(Phrase grounding data)
######
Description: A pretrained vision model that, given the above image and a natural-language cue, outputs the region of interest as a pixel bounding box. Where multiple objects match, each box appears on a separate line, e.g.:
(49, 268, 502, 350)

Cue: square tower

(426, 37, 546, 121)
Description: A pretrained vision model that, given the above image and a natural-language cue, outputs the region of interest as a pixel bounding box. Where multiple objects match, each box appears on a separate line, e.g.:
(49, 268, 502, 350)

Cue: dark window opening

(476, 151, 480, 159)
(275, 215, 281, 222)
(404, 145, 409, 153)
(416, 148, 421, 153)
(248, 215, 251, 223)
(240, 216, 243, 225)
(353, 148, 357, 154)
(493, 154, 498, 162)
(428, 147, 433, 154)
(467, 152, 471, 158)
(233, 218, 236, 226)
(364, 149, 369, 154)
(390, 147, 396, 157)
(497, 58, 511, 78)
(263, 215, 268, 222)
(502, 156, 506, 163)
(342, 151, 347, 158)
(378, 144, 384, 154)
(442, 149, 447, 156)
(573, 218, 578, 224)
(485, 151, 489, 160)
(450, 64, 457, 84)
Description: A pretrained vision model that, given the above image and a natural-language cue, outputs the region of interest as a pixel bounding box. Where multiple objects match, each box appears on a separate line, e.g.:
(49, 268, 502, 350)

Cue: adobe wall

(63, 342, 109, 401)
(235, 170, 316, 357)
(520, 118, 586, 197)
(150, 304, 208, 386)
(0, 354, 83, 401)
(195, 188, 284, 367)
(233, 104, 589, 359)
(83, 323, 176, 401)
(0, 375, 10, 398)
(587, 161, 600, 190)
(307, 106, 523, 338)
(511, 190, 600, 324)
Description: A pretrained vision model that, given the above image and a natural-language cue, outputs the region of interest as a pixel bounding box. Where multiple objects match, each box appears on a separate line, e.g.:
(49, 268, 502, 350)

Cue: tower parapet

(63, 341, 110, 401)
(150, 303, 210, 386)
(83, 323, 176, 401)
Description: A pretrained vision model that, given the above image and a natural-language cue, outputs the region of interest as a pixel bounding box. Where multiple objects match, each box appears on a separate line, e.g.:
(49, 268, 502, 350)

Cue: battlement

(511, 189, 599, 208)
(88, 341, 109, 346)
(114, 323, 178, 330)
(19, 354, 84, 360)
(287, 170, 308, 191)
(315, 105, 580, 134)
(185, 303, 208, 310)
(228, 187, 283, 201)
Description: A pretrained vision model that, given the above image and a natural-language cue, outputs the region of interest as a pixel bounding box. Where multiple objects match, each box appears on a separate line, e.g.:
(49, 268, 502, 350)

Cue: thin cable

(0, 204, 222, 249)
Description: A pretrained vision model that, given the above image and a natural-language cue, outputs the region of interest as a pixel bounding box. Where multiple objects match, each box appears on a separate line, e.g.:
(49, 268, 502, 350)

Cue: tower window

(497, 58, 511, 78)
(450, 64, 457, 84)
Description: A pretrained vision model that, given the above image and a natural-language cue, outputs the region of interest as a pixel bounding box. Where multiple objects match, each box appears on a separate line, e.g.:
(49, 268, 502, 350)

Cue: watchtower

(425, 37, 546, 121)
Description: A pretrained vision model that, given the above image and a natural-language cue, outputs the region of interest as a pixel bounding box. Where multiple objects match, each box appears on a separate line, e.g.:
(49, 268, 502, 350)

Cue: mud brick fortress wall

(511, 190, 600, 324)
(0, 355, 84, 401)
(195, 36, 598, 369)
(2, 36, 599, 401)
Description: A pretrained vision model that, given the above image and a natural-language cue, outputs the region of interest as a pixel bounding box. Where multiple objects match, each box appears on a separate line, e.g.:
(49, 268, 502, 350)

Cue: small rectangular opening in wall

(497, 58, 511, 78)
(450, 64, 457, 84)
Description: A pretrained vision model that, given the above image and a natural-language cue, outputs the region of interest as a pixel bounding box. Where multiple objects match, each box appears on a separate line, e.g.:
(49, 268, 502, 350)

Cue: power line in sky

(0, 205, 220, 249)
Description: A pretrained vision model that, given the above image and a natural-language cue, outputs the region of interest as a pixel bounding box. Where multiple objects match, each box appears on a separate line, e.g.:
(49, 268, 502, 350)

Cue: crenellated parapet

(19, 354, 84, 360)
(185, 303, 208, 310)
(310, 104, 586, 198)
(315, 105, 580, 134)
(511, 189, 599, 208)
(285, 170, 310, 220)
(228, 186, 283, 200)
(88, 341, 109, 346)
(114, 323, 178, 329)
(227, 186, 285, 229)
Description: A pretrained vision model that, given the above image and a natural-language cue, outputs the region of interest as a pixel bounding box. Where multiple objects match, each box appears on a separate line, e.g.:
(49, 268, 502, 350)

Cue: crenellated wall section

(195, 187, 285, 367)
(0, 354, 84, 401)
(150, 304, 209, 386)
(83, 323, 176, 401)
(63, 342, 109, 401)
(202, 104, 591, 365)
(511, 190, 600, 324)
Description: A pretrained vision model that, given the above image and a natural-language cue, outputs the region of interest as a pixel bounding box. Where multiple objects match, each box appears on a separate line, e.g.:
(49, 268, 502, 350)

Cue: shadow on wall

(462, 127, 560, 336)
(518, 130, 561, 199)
######
• [EXERCISE BRIEF]
Every entry must appear in the answer, reproduced exactly.

• [ANSWER TO THIS EXERCISE]
Description: A pretrained vision model that, given the above image and a natural-language cue, outputs the region of interest as a pixel bounding box. Where multiple objects match, each box appears on a separate line, e.g.:
(49, 268, 502, 350)

Cue: square tower

(426, 37, 546, 121)
Description: A pretrained vision model that, given the above image and a natural-language cue, outputs the region of interest as a pixel bounding box. Where multiple objects match, each box appears on a separate line, e.g.:
(49, 268, 502, 350)

Cue: dark window opening

(476, 151, 480, 159)
(275, 215, 281, 222)
(404, 145, 409, 153)
(416, 148, 421, 153)
(248, 215, 251, 223)
(240, 216, 243, 225)
(353, 148, 357, 154)
(493, 154, 498, 162)
(428, 147, 433, 154)
(467, 152, 471, 158)
(233, 218, 236, 226)
(364, 149, 369, 154)
(390, 147, 396, 157)
(497, 58, 511, 78)
(263, 215, 268, 222)
(502, 156, 506, 163)
(342, 151, 347, 158)
(378, 144, 384, 154)
(442, 149, 447, 156)
(573, 218, 578, 224)
(485, 151, 489, 160)
(450, 64, 457, 84)
Description: A pretrained vision model that, given the above image and a natural-language cue, outputs the region of interest as a pixel bounding box. Where multiple objects match, each box appears on a separate line, e.g.:
(49, 268, 502, 350)

Cue: adobe wall

(63, 342, 109, 401)
(235, 170, 316, 357)
(520, 118, 586, 197)
(150, 304, 208, 386)
(0, 354, 83, 401)
(195, 188, 284, 367)
(233, 104, 589, 359)
(83, 323, 176, 401)
(0, 375, 10, 398)
(587, 161, 600, 190)
(307, 106, 523, 338)
(511, 190, 600, 324)
Description: A pretrained vision model that, given the above image and a natural-language cue, outputs the region of interest as a pixel bounding box. Where multiple objects match, each box appears on a separate line, e.g.:
(49, 268, 502, 350)

Cue: tower parapet

(63, 341, 110, 401)
(150, 303, 210, 386)
(83, 323, 176, 401)
Description: A pretrained vision model that, given the above image and a natural-language cue, outputs the region of interest as a pixel bounding box. Where multiple objects match, each box appears on a separate line, e.g.:
(49, 268, 502, 350)

Cue: battlement

(511, 189, 599, 208)
(88, 341, 109, 346)
(114, 323, 178, 330)
(19, 354, 84, 360)
(287, 170, 308, 191)
(315, 105, 580, 134)
(185, 303, 208, 310)
(228, 187, 283, 201)
Description: A pretrained vision model that, given the above image and a natural-language cue, outputs the region of interest as a pixel bounding box. Where multiple objects match, each box appears on a separate line, e.g.:
(49, 268, 502, 350)

Cue: thin cable

(0, 204, 222, 249)
Description: A pretrained vision model that, given the above image and a natural-language cue, outputs the region of interest as a pixel bounding box. Where multiple objects match, each box appears on a separate line, e.g.:
(49, 268, 502, 350)

Cue: tower window

(497, 58, 511, 78)
(450, 64, 457, 84)
Description: A pretrained vision model that, given the above image and a natural-language cue, outputs the region of interest as a pixel bounding box. Where multiple objects match, each box appears on a separate line, e.g.:
(49, 268, 502, 350)

Cue: watchtower

(425, 37, 546, 121)
Description: A pretrained vision model that, given the above image and a natural-language cue, outputs the region of interest as a pixel bounding box. Where multiple objects match, each box appears on a separate line, e.g.:
(49, 268, 502, 350)

Cue: mud brick fortress wall

(511, 190, 600, 324)
(0, 355, 84, 401)
(195, 36, 598, 369)
(2, 36, 599, 401)
Description: A pretrained vision model that, given the above image and a natural-language cue, outputs the region of interest as a pixel bounding box. Where multiple objects match, each box appears on a separate line, e.g.:
(49, 268, 502, 350)

Cue: small rectangular opening in wall

(497, 58, 511, 78)
(450, 64, 457, 84)
Description: A pretrained vision model that, given the above image and a natural-language cue, outputs the region of interest as a pixel bounding box. Where multiple objects match, each box appears on a separate line, e.g.:
(49, 268, 502, 350)

Cue: power line in sky

(0, 205, 220, 249)
Description: A pretrained vision model that, given the above image and a natural-language cue, outputs the region of interest as a pixel bounding box. Where multiple objects match, each box appears on a separate line, e.g.:
(49, 268, 502, 350)

Cue: crenellated parapet

(19, 354, 84, 360)
(185, 303, 208, 310)
(310, 104, 586, 198)
(315, 105, 580, 134)
(511, 189, 599, 208)
(285, 170, 310, 220)
(228, 186, 283, 200)
(88, 341, 109, 346)
(114, 323, 178, 329)
(227, 186, 285, 229)
Description: A pretrained vision model that, given the above image and a natural-language cue, outputs the region of interest as a pixel bounding box. Where multiple objects match, each box appears on a separate line, e.g.:
(49, 268, 502, 350)

Cue: crenellated wall section

(195, 187, 285, 367)
(0, 354, 84, 401)
(150, 304, 209, 386)
(83, 323, 176, 401)
(63, 342, 109, 401)
(202, 104, 591, 365)
(511, 190, 600, 324)
Description: A pretrained vision model that, given the above image and a natural-language cue, outputs the region of interest as a pixel bounding box. Where multiple objects match, each box appears on a separate line, e.g.:
(49, 268, 502, 350)

Cue: shadow on wall

(462, 127, 560, 336)
(518, 130, 561, 199)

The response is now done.